*** Material for this exercise

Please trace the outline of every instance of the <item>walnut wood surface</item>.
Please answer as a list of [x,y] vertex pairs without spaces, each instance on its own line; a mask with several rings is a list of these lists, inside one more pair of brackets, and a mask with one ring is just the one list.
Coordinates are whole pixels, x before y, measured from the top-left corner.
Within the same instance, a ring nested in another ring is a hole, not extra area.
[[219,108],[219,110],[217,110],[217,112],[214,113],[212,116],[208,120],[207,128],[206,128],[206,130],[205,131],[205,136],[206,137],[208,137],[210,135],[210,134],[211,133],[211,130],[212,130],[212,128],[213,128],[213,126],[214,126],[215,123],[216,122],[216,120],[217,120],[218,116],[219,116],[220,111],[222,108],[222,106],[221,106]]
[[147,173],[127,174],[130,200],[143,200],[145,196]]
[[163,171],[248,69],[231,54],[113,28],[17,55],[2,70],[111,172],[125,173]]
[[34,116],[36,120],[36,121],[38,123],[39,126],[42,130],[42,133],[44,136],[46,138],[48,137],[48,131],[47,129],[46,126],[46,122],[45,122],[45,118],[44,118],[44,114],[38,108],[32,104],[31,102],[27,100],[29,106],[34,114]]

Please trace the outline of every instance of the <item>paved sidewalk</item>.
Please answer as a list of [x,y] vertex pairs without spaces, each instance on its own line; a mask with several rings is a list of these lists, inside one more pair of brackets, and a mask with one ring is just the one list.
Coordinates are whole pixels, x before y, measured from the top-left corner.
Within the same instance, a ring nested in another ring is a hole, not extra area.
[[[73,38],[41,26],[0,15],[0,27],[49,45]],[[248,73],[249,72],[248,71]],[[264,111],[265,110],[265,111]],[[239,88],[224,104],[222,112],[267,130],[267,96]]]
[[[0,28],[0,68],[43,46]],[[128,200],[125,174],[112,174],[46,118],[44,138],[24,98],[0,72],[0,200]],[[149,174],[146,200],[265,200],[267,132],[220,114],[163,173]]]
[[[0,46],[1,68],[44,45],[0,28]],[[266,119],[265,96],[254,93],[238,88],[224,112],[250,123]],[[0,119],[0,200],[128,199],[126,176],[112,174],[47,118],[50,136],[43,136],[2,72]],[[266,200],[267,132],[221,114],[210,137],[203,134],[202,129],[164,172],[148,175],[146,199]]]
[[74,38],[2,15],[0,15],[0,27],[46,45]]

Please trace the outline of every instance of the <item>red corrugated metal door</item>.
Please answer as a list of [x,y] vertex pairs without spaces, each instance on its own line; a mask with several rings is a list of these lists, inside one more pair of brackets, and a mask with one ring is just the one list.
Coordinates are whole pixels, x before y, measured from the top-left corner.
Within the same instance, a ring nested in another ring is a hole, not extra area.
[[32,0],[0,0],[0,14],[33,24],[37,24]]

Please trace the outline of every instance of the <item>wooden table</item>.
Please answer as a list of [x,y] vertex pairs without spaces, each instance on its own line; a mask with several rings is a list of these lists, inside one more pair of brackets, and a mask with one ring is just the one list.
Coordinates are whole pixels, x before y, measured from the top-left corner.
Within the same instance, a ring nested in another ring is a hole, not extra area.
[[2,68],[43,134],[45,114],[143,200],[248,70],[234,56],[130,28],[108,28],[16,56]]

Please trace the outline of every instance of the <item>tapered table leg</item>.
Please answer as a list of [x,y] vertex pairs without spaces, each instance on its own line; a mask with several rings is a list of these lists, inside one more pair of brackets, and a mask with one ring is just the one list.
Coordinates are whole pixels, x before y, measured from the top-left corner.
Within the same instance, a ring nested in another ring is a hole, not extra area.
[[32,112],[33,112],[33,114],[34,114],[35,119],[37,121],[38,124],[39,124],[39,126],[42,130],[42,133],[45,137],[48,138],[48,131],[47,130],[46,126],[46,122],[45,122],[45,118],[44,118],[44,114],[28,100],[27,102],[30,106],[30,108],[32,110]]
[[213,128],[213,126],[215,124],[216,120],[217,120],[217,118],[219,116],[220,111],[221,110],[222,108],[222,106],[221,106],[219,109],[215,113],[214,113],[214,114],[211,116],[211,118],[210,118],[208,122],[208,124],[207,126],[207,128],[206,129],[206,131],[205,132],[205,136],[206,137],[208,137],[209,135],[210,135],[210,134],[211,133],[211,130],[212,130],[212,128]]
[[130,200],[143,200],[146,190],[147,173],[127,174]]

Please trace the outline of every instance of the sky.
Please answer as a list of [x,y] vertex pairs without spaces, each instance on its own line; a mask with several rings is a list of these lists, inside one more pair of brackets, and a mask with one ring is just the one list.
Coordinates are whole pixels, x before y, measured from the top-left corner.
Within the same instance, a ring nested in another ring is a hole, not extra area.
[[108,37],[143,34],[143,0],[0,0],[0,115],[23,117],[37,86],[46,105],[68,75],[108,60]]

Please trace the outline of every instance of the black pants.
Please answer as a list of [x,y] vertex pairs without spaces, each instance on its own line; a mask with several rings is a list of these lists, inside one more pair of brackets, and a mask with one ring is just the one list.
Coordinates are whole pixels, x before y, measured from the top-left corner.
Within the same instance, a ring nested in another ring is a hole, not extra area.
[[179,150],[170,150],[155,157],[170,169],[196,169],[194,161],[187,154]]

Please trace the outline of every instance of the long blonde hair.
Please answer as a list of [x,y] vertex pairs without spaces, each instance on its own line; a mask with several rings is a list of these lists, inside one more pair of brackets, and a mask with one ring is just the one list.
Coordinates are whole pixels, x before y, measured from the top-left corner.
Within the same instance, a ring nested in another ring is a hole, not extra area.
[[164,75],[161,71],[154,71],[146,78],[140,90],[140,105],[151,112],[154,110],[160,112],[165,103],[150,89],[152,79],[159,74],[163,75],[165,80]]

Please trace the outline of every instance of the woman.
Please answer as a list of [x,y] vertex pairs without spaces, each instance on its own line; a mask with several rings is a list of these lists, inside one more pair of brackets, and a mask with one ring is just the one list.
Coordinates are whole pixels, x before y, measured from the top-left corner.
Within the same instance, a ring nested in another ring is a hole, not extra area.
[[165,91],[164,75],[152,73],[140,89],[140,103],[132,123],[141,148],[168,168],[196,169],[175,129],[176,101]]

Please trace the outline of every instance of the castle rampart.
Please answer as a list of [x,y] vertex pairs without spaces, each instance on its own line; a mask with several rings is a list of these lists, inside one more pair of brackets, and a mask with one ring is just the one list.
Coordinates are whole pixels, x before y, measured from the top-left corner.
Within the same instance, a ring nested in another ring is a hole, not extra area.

******

* Objective
Please reproduce each record precisely as written.

* Result for this exercise
Please trace the outline of every instance of the <item>walnut wood surface</item>.
Please answer as a list of [x,y] vertex pairs without spaces, each instance on its own line; a mask with several rings is a list of these lists, inside one more pair of brackets, and a mask with one ring is just the one list.
Coordinates are whole pixels, x before y, measured from the top-left corner.
Within the same instance, a ring nested in another ring is a hole, not extra area.
[[219,108],[219,110],[217,110],[217,112],[214,113],[212,116],[208,120],[207,128],[206,128],[206,130],[205,131],[205,136],[206,137],[208,137],[210,135],[210,134],[211,133],[211,130],[212,130],[212,128],[213,128],[213,126],[214,126],[215,123],[216,122],[216,120],[217,120],[218,116],[219,116],[220,111],[222,108],[222,106],[221,106]]
[[147,173],[127,174],[130,200],[143,200],[145,196]]
[[163,171],[248,69],[231,54],[113,28],[17,55],[2,70],[111,172],[125,173]]
[[34,116],[36,120],[36,121],[38,123],[39,126],[42,130],[42,133],[44,136],[46,138],[48,137],[48,131],[47,129],[46,126],[46,122],[45,122],[45,118],[44,118],[44,114],[38,108],[32,104],[31,102],[27,100],[29,106],[34,114]]

Please trace the outline of every instance of the <item>paved sidewalk</item>.
Please answer as a list of [x,y] vertex pairs without spaces, each instance on its own line; a mask with several rings is a list of these lists, inside one more pair of brackets, and a mask with one ring is just the one list.
Coordinates are whole pixels, x before y, measured from the top-left corner.
Within the same instance, a ring nested in another ring is a hole, not extra area.
[[[73,38],[41,26],[0,15],[0,27],[49,45]],[[248,73],[249,72],[248,71]],[[264,111],[265,110],[265,111]],[[239,88],[224,104],[222,112],[267,130],[267,96]]]
[[[0,28],[0,68],[43,46]],[[128,200],[125,174],[112,174],[46,118],[44,138],[24,98],[0,72],[0,200]],[[149,174],[146,200],[265,200],[267,132],[220,114],[163,173]]]
[[[0,46],[1,68],[44,45],[0,28]],[[266,119],[265,96],[254,93],[238,88],[224,112],[250,123]],[[0,119],[0,200],[128,199],[126,176],[112,174],[47,118],[50,136],[43,136],[2,72]],[[266,200],[267,132],[221,114],[210,137],[203,134],[202,129],[164,172],[148,175],[146,199]]]
[[74,38],[2,15],[0,15],[0,27],[46,45]]

Please trace the outline of every instance of the <item>red corrugated metal door</item>.
Please answer as a list of [x,y] vertex pairs without spaces, each instance on its own line; a mask with several rings is a list of these lists, inside one more pair of brackets, and a mask with one ring is just the one list.
Coordinates are whole pixels, x before y, measured from the top-left corner.
Within the same instance, a ring nested in another ring is a hole, not extra area.
[[32,0],[0,0],[0,14],[33,24],[37,24]]

Please trace the outline of every instance of the <item>wooden table</item>.
Please answer as a list of [x,y] vertex pairs without spaces, each instance on its own line; a mask with several rings is a list of these lists, inside one more pair of brackets, and a mask with one ring is just the one list.
Coordinates are whole pixels, x before y, measured from the top-left corner.
Within the same instance, a ring nested in another ring is a hole, not extra area.
[[2,68],[43,134],[45,114],[143,200],[248,70],[234,56],[130,28],[108,28],[16,56]]

Please trace the outline of every instance of the <item>tapered table leg</item>.
Please answer as a list of [x,y] vertex pairs without spaces, each instance on its own line; a mask with several rings is a list of these lists, inside one more pair of brackets, and a mask with one ring is just the one list.
Coordinates are whole pixels, x before y, measured from the top-left corner.
Within the same instance, a ring nested in another ring is a hole, not extra area.
[[32,112],[33,112],[33,114],[34,114],[35,119],[37,121],[38,124],[39,124],[39,126],[42,130],[42,133],[45,137],[48,138],[48,131],[47,130],[46,126],[46,122],[45,122],[45,118],[44,118],[44,114],[28,100],[27,102],[30,106],[30,108],[32,110]]
[[213,128],[213,126],[215,124],[216,120],[217,120],[217,118],[219,116],[220,111],[221,110],[222,108],[222,106],[221,106],[219,109],[215,113],[214,113],[214,114],[211,116],[211,118],[210,118],[208,122],[208,124],[207,126],[207,128],[206,129],[206,131],[205,132],[205,136],[206,137],[208,137],[209,135],[210,135],[210,134],[211,133],[211,130],[212,130],[212,128]]
[[130,200],[143,200],[146,190],[147,173],[127,174]]

Please trace the outline of every instance of the sky.
Please answer as a list of [x,y] vertex pairs without spaces, each instance on its own line; a mask with several rings is a list of these lists, inside one more pair of brackets, and a mask with one ring is just the one list.
Coordinates are whole pixels, x before y, measured from the top-left corner.
Within the same instance, a ring nested in another ring is a hole, not extra area.
[[108,37],[143,34],[143,0],[0,0],[0,115],[23,117],[37,86],[46,105],[68,75],[108,60]]

Please trace the outline of every instance of the black pants.
Please answer as a list of [x,y] vertex pairs without spaces, each instance on its own line; a mask with several rings is a list of these lists, inside one more pair of brackets, and a mask with one ring is just the one list.
Coordinates are whole pixels, x before y, measured from the top-left corner.
Within the same instance, a ring nested in another ring is a hole, not extra area.
[[179,150],[170,150],[155,157],[170,169],[196,169],[194,161],[187,154]]

Please trace the outline of every instance of the long blonde hair.
Please answer as a list of [x,y] vertex pairs without spaces, each instance on its own line; a mask with several rings is a list of these lists, inside one more pair of brackets, and a mask with one ring is just the one list.
Coordinates are whole pixels, x before y, measured from the top-left corner.
Within the same instance, a ring nested in another ring is a hole, not extra area.
[[164,75],[161,71],[154,71],[146,78],[140,90],[140,105],[151,112],[154,110],[160,112],[165,103],[150,89],[152,79],[159,74],[163,75],[165,80]]

Please trace the outline of every instance of the woman.
Please answer as a list of [x,y] vertex pairs without spaces, each instance on its own line; a mask with several rings is a list of these lists, inside one more pair of brackets, and a mask with one ring is just the one list.
Coordinates are whole pixels, x before y, measured from the top-left corner.
Within the same instance, a ring nested in another ring is a hole, not extra area.
[[165,91],[164,75],[152,73],[140,89],[140,103],[132,123],[141,148],[168,168],[196,169],[175,129],[176,101]]

Please trace the outline of every instance of the castle rampart.
Please answer as a list of [x,y] vertex pairs without spaces, each instance on its own line; a mask with several rings is a list of these lists, inside one more pair of brackets, and a mask with one ring is just the one list.
Coordinates are whole pixels, x before y, measured from the top-left corner.
Within the same instance, a ring nested in another ring is a hole, not extra area.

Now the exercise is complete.